### [Task input]
··········

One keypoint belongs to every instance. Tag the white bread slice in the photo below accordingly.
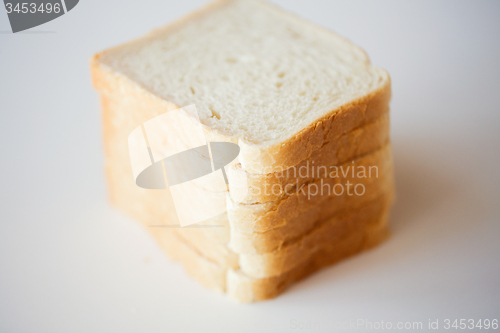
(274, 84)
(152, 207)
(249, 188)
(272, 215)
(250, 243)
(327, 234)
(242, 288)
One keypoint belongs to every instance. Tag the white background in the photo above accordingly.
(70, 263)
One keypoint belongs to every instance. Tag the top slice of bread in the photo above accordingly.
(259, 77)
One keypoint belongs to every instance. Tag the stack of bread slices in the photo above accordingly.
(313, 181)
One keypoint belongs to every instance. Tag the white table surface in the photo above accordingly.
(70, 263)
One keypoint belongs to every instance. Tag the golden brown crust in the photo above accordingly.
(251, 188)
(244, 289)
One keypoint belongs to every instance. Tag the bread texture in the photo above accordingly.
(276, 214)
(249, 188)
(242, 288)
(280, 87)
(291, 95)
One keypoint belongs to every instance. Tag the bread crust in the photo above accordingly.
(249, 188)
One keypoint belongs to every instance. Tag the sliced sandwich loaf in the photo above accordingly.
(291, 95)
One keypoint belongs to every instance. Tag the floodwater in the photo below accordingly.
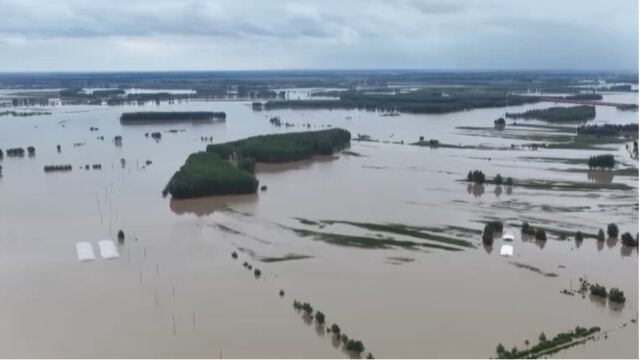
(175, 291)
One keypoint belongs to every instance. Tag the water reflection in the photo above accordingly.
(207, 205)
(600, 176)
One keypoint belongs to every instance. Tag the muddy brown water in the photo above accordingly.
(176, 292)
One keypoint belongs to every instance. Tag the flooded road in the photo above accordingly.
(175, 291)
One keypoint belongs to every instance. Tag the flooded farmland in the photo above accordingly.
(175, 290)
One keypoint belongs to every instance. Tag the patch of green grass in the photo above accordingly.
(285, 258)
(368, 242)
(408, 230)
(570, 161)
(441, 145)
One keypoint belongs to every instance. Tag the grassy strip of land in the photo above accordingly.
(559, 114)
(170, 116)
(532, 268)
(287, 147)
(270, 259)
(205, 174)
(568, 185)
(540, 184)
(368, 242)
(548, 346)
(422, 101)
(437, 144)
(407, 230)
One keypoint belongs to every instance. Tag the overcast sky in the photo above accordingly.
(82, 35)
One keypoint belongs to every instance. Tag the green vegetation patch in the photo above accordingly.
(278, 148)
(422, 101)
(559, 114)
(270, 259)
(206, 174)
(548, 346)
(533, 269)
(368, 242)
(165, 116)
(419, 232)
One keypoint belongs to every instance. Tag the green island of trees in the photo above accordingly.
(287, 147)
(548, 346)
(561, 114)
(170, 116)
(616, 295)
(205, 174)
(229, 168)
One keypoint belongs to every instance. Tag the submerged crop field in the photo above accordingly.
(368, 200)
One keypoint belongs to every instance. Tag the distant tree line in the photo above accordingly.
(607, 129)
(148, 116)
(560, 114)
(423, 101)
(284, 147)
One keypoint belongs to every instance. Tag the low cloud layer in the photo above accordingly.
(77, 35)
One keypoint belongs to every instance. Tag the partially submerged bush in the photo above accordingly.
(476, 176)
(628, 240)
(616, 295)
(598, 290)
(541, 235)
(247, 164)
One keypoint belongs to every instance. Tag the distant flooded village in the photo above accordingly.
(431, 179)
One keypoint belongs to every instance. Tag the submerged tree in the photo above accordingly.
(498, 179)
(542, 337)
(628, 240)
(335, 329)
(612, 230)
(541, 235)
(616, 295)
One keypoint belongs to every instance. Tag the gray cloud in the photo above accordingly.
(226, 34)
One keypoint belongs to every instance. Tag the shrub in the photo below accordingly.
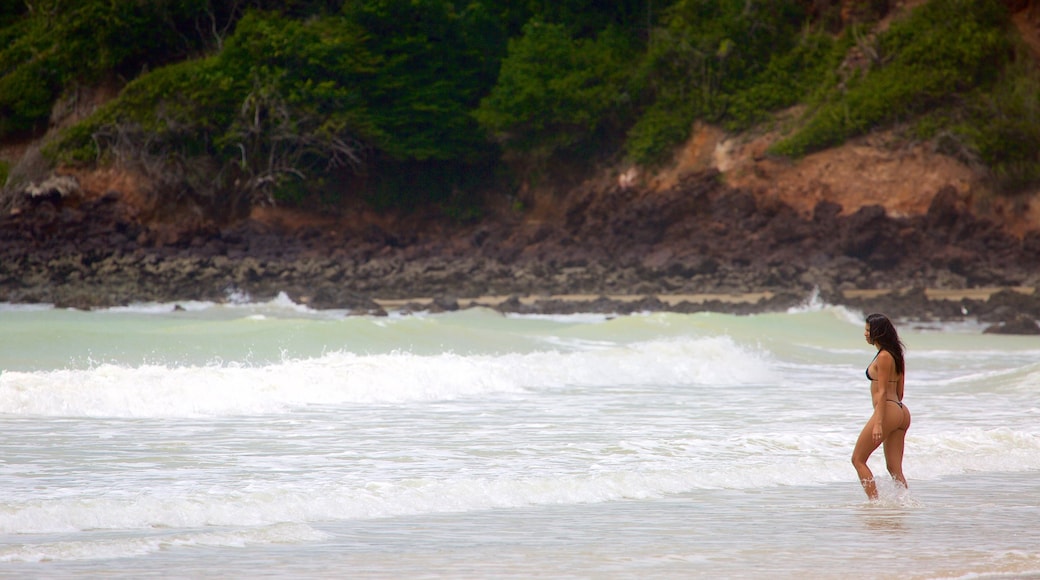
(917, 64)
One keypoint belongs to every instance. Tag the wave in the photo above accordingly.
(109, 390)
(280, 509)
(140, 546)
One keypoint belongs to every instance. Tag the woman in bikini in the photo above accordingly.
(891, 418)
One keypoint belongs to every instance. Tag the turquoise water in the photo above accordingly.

··········

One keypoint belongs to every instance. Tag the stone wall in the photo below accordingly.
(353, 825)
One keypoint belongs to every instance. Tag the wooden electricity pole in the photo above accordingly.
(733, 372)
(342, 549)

··········

### [Requirements]
Gather every line of the rows above that contains the word "flooded", matching its case exactly, and copy each of those lines.

### [Exercise solution]
One keypoint belongs to every instance. Tag the flooded road in the photo above accordingly.
One keypoint belongs to every instance. Tag the flooded farmland in the photo above accordingly.
One keypoint belongs to every instance. Tag the distant flooded village in the photo above accordingly.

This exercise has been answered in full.